"Nous sommes là Tayyip. Où es-tu ?" Après plus de vingt-quatre heures de violents affrontements avec la police, des milliers de manifestants ont célébré samedi après-midi la reconquête de la place Taksim, au cœur d'Istanbul, en raillant leur cible favorite, le Premier ministre Recep Tayyip Erdogan.
Il n'aura fallu que quelques minutes pour que la clameur envahisse la place. Sitôt engagée la marche arrière sous les sifflets des policiers en tenue antiémeute, la foule s'est déversée à flots continus sur la place en criant victoire.
Les uns chantent à tue-tête l'Internationale, les autres tapent dans leurs mains ou dansent. Après les volutes irritantes des gaz lacrymogènes, c'est désormais un doux parfum de victoire qui se déverse sur Taksim.
Dans cette foule vibrante, tous les bords politiques sont représentés. De la droite nationaliste aux gauchistes revendiqués, des musulmans pratiquants aux laïcs purs et durs. Une poignée d'entre eux a recouvert de drapeaux multicolores le monument à la gloire du père de la Turquie moderne, Mustafa Kemal Atatürk.

▸ **Énoncé 1**
D'après le texte sur la place Taksim, combien de temps ont duré les affrontements avec la police avant que les manifestants ne reprennent la place ?
▸ **Énoncé 2**
Recopiez le passage du texte sur la place Taksim compris entre « Dans cette foule » et « Mustafa Kemal Atatürk. », bornes incluses.
Les lignes ci-dessous n'ont aucun rapport avec le texte sur la place Taksim.

(Lignes sources)
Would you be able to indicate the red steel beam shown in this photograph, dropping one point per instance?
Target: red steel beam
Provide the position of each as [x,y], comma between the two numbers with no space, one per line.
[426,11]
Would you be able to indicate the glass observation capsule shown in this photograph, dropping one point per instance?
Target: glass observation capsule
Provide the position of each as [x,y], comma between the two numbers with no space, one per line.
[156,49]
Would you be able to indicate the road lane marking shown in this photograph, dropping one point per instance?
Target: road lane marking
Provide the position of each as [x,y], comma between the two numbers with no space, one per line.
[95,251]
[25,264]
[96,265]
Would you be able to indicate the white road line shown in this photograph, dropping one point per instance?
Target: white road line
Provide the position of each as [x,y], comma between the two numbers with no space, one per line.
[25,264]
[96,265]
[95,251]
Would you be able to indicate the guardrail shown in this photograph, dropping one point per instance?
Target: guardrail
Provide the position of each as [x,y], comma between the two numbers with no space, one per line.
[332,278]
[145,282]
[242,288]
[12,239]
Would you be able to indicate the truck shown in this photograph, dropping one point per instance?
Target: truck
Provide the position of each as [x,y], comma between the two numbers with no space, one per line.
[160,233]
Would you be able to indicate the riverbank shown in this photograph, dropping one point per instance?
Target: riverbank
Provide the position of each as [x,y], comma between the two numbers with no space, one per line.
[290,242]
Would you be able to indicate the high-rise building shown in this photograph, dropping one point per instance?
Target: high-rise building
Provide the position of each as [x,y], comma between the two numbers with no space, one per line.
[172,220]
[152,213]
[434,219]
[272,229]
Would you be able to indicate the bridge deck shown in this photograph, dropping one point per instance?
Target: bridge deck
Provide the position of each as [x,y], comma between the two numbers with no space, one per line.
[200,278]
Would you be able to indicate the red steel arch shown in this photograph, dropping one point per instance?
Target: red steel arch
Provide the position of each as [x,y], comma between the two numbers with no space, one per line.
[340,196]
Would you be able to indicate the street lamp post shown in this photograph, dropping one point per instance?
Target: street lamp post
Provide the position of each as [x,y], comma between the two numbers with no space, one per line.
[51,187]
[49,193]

▸ **Réponse attendue 1**
Plus de vingt-quatre heures.

▸ **Réponse attendue 2**
Dans cette foule vibrante, tous les bords politiques sont représentés. De la droite nationaliste aux gauchistes revendiqués, des musulmans pratiquants aux laïcs purs et durs. Une poignée d'entre eux a recouvert de drapeaux multicolores le monument à la gloire du père de la Turquie moderne, Mustafa Kemal Atatürk.